-- Exercise directions --
Write out every line of these records again, requests included, shifting each point coordinate in the answers by adding 104 to both numbers.

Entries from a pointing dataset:
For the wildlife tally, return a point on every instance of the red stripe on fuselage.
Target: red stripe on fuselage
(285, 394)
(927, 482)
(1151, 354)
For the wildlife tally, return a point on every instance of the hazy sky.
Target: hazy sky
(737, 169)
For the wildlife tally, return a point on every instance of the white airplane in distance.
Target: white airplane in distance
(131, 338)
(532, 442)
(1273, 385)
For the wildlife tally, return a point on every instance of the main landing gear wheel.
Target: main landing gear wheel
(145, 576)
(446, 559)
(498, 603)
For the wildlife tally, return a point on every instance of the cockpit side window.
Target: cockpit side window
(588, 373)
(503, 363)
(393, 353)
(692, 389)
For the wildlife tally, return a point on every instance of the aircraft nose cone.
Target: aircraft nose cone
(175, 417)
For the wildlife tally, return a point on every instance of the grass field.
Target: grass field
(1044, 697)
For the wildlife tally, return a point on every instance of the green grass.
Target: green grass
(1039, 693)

-- Completed exercise --
For the wildlife tally, return a point on every instance of the red stripe on fuselage.
Target: red stripe on fuselage
(389, 498)
(1031, 586)
(1255, 458)
For the wildlife tally, return a point on every instance of the hazy sky.
Target: hazy sky
(841, 273)
For the wildlife tally, return a point on every instance of the white airplane in distance.
Target: white airplane in distance
(235, 442)
(636, 546)
(1377, 489)
For the wildlife tally, return a point on every instance of the main landing gear wheel.
Target: main landing gear wheel
(249, 680)
(550, 663)
(602, 707)
For the wildlife tally, return a point on every instance of the cockpit side window.
Target: cockpit side window
(692, 477)
(607, 467)
(497, 457)
(796, 493)
For the wildlife tally, return a point on every instance of the aircraft nose cone.
Target: aircraft nose cone
(279, 521)
For the wildlife tally, return a point on every instance of the grass field.
Target: grass field
(1148, 801)
For the wildlife tally, return a point on every instance of the green grass.
Target: green grass
(1143, 797)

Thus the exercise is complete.